Every line of the records below that holds the word "utility" should be copied out.

PROVIDED INFORMATION -
##########

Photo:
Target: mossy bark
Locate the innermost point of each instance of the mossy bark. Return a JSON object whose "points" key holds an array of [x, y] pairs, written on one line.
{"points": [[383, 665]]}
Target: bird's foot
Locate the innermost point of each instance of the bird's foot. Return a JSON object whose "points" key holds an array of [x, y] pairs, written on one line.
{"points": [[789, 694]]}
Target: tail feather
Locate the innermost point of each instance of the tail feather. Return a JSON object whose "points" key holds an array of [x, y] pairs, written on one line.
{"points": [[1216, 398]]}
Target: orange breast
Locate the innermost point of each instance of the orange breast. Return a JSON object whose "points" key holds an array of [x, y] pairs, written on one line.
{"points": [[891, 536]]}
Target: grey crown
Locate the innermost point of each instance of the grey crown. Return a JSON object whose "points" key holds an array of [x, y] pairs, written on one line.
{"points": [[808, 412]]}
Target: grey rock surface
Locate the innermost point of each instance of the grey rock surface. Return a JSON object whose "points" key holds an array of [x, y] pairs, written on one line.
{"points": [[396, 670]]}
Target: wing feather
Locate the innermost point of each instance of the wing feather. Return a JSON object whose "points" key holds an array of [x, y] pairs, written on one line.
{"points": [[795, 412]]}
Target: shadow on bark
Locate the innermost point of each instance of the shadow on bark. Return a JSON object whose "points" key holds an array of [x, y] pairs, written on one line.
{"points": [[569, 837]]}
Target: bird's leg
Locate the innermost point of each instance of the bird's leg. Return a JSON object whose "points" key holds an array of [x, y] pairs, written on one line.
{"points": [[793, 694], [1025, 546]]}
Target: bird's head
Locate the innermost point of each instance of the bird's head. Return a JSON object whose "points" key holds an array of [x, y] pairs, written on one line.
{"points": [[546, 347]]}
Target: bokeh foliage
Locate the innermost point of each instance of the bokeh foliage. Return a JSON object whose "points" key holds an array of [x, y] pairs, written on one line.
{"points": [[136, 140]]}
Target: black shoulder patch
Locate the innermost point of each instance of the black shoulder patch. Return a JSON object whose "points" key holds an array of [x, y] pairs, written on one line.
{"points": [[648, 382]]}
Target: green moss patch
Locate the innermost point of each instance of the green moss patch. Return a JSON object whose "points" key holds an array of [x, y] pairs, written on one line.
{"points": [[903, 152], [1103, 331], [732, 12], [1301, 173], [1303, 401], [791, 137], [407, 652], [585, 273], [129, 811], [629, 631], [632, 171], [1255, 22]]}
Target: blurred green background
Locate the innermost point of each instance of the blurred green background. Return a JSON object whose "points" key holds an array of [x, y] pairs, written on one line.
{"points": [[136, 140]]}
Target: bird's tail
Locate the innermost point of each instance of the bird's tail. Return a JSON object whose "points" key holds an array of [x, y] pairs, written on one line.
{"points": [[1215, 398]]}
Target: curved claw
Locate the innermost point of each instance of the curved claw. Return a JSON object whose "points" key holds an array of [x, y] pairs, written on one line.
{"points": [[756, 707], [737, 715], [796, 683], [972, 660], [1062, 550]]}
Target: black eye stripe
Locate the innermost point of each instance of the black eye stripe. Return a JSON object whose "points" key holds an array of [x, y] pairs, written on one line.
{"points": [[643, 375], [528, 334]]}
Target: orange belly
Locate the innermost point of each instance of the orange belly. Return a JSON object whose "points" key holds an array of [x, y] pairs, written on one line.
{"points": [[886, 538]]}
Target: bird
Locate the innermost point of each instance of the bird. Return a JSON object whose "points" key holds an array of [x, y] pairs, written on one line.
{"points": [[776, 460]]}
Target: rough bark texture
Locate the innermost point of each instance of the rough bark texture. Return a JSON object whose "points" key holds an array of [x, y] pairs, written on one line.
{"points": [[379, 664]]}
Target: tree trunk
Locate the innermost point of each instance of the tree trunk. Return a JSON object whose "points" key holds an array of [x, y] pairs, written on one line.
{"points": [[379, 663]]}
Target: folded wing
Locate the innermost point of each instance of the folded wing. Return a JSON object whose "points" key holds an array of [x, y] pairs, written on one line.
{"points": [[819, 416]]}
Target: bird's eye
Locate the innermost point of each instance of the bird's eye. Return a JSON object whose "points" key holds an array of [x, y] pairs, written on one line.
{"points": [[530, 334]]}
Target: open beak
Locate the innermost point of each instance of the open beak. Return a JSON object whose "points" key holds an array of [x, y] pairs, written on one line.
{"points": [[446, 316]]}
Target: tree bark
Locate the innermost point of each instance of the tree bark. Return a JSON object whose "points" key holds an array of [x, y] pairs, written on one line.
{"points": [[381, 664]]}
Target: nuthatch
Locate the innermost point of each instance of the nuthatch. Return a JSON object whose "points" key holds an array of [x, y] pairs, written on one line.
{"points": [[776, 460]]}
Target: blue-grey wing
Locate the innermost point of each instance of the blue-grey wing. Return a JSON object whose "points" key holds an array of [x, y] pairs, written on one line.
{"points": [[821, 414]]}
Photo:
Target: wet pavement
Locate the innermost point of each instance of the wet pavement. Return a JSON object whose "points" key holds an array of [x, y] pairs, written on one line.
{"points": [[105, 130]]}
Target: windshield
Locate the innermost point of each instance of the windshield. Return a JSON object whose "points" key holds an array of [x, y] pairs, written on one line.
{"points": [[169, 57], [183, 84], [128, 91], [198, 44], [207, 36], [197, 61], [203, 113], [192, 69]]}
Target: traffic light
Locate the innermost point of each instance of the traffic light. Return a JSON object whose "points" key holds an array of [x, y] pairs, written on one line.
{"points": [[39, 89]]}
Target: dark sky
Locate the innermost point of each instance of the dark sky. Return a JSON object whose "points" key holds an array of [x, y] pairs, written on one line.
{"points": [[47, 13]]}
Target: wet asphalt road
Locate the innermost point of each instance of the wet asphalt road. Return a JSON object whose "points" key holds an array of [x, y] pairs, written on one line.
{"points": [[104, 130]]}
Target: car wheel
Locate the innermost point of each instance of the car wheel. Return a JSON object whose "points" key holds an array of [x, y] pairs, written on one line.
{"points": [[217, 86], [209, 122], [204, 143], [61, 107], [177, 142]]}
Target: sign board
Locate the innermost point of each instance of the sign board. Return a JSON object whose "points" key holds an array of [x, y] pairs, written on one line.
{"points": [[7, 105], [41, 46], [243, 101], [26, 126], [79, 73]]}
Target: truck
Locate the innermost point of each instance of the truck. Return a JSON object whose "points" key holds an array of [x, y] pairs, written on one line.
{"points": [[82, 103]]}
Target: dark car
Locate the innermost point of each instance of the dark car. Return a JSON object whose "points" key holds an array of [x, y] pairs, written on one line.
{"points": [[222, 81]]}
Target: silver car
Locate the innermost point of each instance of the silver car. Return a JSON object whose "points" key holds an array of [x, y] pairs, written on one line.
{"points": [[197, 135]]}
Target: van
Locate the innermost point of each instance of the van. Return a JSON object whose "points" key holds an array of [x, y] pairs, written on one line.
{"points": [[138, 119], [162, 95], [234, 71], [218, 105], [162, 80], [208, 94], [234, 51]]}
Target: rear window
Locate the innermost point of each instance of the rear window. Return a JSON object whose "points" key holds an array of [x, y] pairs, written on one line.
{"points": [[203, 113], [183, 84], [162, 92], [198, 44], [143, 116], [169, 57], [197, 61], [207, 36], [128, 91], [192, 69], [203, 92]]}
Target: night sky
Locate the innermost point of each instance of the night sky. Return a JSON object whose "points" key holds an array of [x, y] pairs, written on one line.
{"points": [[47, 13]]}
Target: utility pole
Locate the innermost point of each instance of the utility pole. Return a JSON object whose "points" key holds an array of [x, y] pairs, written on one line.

##########

YOUR SOLUTION -
Target: utility pole
Locate the innermost point of each instance of the utility pole. Return a JSON object whose "points" key holds an array of [x, y] pairs, written on one line.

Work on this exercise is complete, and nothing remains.